Data for the task
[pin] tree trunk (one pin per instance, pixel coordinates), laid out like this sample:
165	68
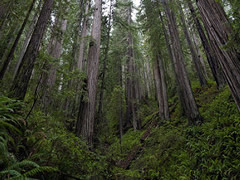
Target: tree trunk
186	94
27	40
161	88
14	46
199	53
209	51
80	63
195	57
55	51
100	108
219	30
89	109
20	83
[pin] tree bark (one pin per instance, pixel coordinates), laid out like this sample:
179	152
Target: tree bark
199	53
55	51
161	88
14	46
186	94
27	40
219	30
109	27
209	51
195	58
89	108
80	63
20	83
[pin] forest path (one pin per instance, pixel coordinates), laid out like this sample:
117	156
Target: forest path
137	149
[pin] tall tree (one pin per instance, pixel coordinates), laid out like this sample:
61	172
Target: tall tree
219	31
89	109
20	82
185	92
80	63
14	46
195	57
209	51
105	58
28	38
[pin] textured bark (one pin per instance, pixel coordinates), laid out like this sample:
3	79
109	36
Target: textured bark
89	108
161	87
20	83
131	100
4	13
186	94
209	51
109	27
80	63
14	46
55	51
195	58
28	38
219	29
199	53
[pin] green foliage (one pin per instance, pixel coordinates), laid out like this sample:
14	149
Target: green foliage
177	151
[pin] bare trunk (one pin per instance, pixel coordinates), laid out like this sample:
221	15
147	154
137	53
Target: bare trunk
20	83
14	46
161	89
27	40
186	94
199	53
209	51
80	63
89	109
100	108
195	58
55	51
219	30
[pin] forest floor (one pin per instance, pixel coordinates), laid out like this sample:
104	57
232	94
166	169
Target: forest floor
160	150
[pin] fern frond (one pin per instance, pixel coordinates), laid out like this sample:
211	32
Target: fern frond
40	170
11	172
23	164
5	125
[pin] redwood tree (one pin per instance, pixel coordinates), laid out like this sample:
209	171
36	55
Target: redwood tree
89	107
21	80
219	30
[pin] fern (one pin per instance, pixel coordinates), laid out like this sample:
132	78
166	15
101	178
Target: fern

Aim of the task
Change every "pixel coordinates" in the material above to "image coordinates" and write out all of the material again with nothing else altered. Leave the pictures out.

Reply to the task
[pin] tree trunk (one pin per instance, image coordinates), laid out like this sample:
165	68
Target: tree trunk
186	94
27	40
161	88
14	46
199	53
209	51
80	63
195	57
55	51
100	108
219	30
89	109
20	83
[pin] tree bark (one pin per instance, image coordinates), laid out like this sample:
179	152
Target: tree bark
199	53
55	51
161	88
14	46
186	94
27	40
219	30
109	27
209	51
195	58
89	108
80	63
20	83
[pin] forest path (one pin per instance, image coordinates), laid out like this sample:
117	156
Target: forest path
137	149
[pin] tall tree (one pin per instance, image coordinates), laid out like this sample:
61	172
Target: tall tree
219	31
89	109
20	82
185	92
80	63
14	46
195	57
209	51
105	58
28	38
[pin] textured bark (one pin per instance, image coordinates), laid out like this sample:
3	79
109	36
Target: textured bark
89	108
161	87
20	83
131	100
4	13
186	94
209	51
109	27
80	63
14	46
55	51
195	58
28	38
219	29
199	53
[pin] green foliage (one pin per instance, image coordinates), laid out like this sample:
14	149
Target: green foliage
177	151
[pin] bare trunk (one pin per instance, image coordinates), laid out like this sample:
221	15
147	154
137	53
Target: bare trunk
20	83
14	46
161	89
27	40
186	94
199	53
209	51
80	63
89	109
100	108
195	58
55	51
219	30
[pin] forest floor (one pin per instance, image coordinates), laid out like this sample:
104	57
232	94
166	169
Target: forest floor
160	150
[pin] fern frond (one pin per instance, image coordinates), laid out like this sample:
211	32
Target: fern frond
40	170
11	172
23	164
5	125
[pin] redwood tree (one pin per instance, image coordinates), laid out like this sample:
209	171
36	55
Target: redwood tree
89	107
21	80
219	30
[pin] fern (one pin per instance, image coordinates), laid out like this sample:
132	78
166	15
101	178
Target: fern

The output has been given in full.